* _EXCERPTED RECORDS_:

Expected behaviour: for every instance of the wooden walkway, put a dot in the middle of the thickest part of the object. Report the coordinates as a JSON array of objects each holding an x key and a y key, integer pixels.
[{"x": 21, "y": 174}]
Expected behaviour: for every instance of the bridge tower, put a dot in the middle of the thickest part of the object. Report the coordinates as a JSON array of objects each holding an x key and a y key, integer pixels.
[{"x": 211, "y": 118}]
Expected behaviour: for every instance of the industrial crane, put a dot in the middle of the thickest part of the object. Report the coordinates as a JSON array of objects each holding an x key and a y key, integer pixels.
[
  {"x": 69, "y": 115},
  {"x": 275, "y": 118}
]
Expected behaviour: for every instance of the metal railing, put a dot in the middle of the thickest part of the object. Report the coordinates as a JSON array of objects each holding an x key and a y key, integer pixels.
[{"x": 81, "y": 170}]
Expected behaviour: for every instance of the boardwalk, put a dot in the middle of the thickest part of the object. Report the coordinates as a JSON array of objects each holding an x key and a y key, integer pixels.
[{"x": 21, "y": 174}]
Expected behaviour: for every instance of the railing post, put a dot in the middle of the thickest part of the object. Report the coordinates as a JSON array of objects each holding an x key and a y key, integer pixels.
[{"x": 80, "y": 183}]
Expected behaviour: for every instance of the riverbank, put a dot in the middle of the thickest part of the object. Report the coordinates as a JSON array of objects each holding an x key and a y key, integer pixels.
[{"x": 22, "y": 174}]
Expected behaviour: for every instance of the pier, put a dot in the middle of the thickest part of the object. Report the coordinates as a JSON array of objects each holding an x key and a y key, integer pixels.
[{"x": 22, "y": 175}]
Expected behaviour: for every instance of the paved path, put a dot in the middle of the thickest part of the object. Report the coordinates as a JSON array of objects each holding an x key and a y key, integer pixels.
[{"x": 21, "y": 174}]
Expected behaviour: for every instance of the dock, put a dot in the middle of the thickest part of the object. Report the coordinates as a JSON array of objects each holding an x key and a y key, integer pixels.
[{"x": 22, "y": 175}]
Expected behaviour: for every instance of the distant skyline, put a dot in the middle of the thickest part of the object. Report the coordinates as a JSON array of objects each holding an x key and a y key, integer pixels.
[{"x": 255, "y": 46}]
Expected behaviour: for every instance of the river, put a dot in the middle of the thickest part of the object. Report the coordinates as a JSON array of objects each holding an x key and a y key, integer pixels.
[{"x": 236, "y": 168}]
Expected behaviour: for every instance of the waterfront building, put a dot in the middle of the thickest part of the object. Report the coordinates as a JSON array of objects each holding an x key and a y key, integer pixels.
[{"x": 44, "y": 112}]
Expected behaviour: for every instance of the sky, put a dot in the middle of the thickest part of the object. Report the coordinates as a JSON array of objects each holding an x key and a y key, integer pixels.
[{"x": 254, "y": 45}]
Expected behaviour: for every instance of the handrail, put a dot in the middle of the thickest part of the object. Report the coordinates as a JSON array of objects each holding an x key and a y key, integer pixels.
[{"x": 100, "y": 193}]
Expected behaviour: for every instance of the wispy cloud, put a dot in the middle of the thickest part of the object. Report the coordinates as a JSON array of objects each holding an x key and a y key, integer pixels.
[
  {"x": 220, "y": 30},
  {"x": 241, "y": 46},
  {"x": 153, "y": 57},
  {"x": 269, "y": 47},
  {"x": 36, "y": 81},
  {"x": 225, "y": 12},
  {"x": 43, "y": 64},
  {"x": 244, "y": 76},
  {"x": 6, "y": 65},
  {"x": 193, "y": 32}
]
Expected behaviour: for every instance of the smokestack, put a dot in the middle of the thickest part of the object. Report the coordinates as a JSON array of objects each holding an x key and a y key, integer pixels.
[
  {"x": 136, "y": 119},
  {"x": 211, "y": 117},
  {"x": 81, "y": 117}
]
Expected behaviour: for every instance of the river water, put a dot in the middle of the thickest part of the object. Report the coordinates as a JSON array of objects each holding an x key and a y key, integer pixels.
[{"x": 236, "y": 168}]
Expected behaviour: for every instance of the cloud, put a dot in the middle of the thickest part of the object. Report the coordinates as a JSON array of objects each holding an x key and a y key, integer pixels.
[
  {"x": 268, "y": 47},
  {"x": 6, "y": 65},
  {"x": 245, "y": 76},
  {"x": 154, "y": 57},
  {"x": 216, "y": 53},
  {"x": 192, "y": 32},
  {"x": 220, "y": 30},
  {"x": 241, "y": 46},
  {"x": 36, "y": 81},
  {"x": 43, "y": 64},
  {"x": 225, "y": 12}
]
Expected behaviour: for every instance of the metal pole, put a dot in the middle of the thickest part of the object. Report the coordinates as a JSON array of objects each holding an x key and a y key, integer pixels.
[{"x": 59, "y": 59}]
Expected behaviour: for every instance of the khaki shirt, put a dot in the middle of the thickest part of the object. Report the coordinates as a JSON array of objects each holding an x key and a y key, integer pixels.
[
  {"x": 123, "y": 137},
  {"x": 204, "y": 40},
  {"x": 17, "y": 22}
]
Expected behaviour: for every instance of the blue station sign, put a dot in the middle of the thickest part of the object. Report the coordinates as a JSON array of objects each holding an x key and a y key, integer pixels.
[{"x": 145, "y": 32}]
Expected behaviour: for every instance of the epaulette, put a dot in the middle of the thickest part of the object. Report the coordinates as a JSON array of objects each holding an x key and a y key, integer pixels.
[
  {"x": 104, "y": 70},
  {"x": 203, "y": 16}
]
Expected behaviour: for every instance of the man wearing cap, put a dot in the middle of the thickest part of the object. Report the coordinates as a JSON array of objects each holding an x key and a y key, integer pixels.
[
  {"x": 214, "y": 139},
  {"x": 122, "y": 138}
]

* _EXERCISE REQUIREMENTS_:
Transcribe the entire listing above precisely.

* _TASK RESPONSE_:
Expected behaviour: for every instance of the wooden walkway, put a dot in the middle of the thickest part of the object. Report the coordinates as a JSON array of objects each holding an x key and a y key, integer pixels.
[{"x": 21, "y": 174}]
Expected behaviour: for every instance of the bridge tower, put a dot in the middle of the thickest part of the object. Report the coordinates as a JSON array of objects each holding an x key and a y key, integer pixels.
[{"x": 211, "y": 118}]
Expected behaviour: for every instance of the industrial crane, put a dot in the middle of the thickest part of the object. Report the coordinates as a JSON array of objects each holding an x key and a y key, integer pixels.
[
  {"x": 69, "y": 115},
  {"x": 275, "y": 118}
]
Expected behaviour: for every instance of the metal railing, put a dot in the middle of the thickest part of the object. Report the coordinates as a JSON array of objects each holding an x key and a y key, integer pixels.
[{"x": 81, "y": 170}]
Expected behaviour: for every instance of the boardwalk, put a dot in the middle of the thickest part of the object. Report the coordinates as a JSON array of objects each holding an x key and a y key, integer pixels.
[{"x": 21, "y": 174}]
Expected behaviour: for every instance of the railing post, put a dot in the middle of the thickest part of the object. Report the coordinates as a JSON array of objects each holding an x key and a y key, integer pixels.
[{"x": 80, "y": 183}]
Expected behaviour: for every instance of the riverbank, put a dot in the middle of the thickest part of the object. Report the coordinates as a JSON array of objects each holding an x key and a y key, integer pixels.
[{"x": 22, "y": 174}]
Expected behaviour: for every instance of the pier, put a dot in the middle of the thickest part of the object. Report the coordinates as a JSON array of objects each holding an x key and a y key, integer pixels.
[{"x": 22, "y": 175}]
Expected behaviour: for every instance of the paved path, put a dot in the middle of the thickest part of the object. Report the coordinates as a JSON array of objects each holding an x key and a y key, integer pixels.
[{"x": 21, "y": 174}]
Expected behaviour: for every instance of the dock, put a dot in the middle of the thickest part of the object. Report the coordinates as a JSON array of objects each holding an x key and a y key, integer pixels.
[{"x": 22, "y": 175}]
Expected behaviour: for every instance of the distant skyline, put a dot in the middle of the thickest part of the object. Report the coordinates as a JSON array of objects each holding an x key and a y key, integer pixels.
[{"x": 255, "y": 46}]
Expected behaviour: for every instance of the river, put a dot in the middle of the thickest part of the object. Report the coordinates as a JSON array of objects each holding an x key and a y key, integer pixels.
[{"x": 236, "y": 168}]
Expected behaviour: for every instance of the waterfront building, put a dot in the middle of the thickest part of the object. Report the coordinates as a JSON array of objects each holding an x key and a y key, integer pixels.
[{"x": 44, "y": 112}]
Expected behaviour: for every instance of the sky, put a dot in the middle of the thickest part of the object. Report the coordinates as a JSON array of objects each holding an x key and a y key, integer pixels.
[{"x": 254, "y": 45}]
Expected behaviour: for every instance of the handrail, put a dot in the middle of the thickest part of the object. Report the coordinates as a JSON array of objects each holding an x key and a y key, integer pixels.
[{"x": 100, "y": 193}]
Expected behaviour: for every instance of the wispy cloud, put a dot in the middle of the thickest part of the object. Report the coordinates as a JSON array of objects each holding an x key and a y key, integer pixels.
[
  {"x": 220, "y": 30},
  {"x": 241, "y": 46},
  {"x": 153, "y": 57},
  {"x": 269, "y": 47},
  {"x": 36, "y": 81},
  {"x": 225, "y": 12},
  {"x": 43, "y": 64},
  {"x": 244, "y": 76},
  {"x": 6, "y": 65},
  {"x": 193, "y": 32}
]
Expected behaviour: for every instance of the smokestack, put a dot in the middle of the thickest part of the object. Report the coordinates as a JSON array of objects each holding an x key and a y key, integer pixels.
[
  {"x": 136, "y": 119},
  {"x": 211, "y": 117},
  {"x": 81, "y": 117}
]
Expected behaviour: for every instance of the river water, put a dot in the middle of the thickest part of the object. Report the coordinates as a JSON array of objects each holding an x key and a y key, integer pixels.
[{"x": 236, "y": 168}]
Expected behaviour: for every instance of the cloud, put a dot in the middle of the thickest part of the object. Report the coordinates as a JSON array of objects each holding an x key and a y key, integer pixels.
[
  {"x": 268, "y": 47},
  {"x": 6, "y": 65},
  {"x": 245, "y": 76},
  {"x": 154, "y": 57},
  {"x": 216, "y": 53},
  {"x": 192, "y": 32},
  {"x": 220, "y": 30},
  {"x": 241, "y": 46},
  {"x": 36, "y": 81},
  {"x": 43, "y": 64},
  {"x": 225, "y": 12}
]
Expected behaviour: for every instance of the metal pole, put a dot in the middle of the thickest part of the object. Report the coordinates as a JSON array of objects each holding an x key and a y key, integer pixels.
[{"x": 59, "y": 59}]
Expected behaviour: for every instance of the khaki shirt, put a dot in the middle of the thickest part of the object. Report the coordinates as a JSON array of objects each holding an x key and a y key, integer pixels.
[
  {"x": 123, "y": 137},
  {"x": 204, "y": 40},
  {"x": 17, "y": 22}
]
Expected behaviour: for every instance of the blue station sign, put a dot in the middle of the thickest part of the object. Report the coordinates as a JSON array of objects each holding an x key and a y key, integer pixels.
[{"x": 145, "y": 32}]
Expected behaviour: for every instance of the epaulette, put a dot in the middle of the thickest part of the object. Report the coordinates as a JSON array of objects each holding an x key and a y key, integer pixels.
[
  {"x": 104, "y": 70},
  {"x": 203, "y": 16}
]
Expected behaviour: for every instance of the man wearing cap, put a dot in the middle of the thickest part of the object. Report the coordinates as a JSON array of objects each holding an x key and a y key, integer pixels.
[
  {"x": 214, "y": 139},
  {"x": 122, "y": 138}
]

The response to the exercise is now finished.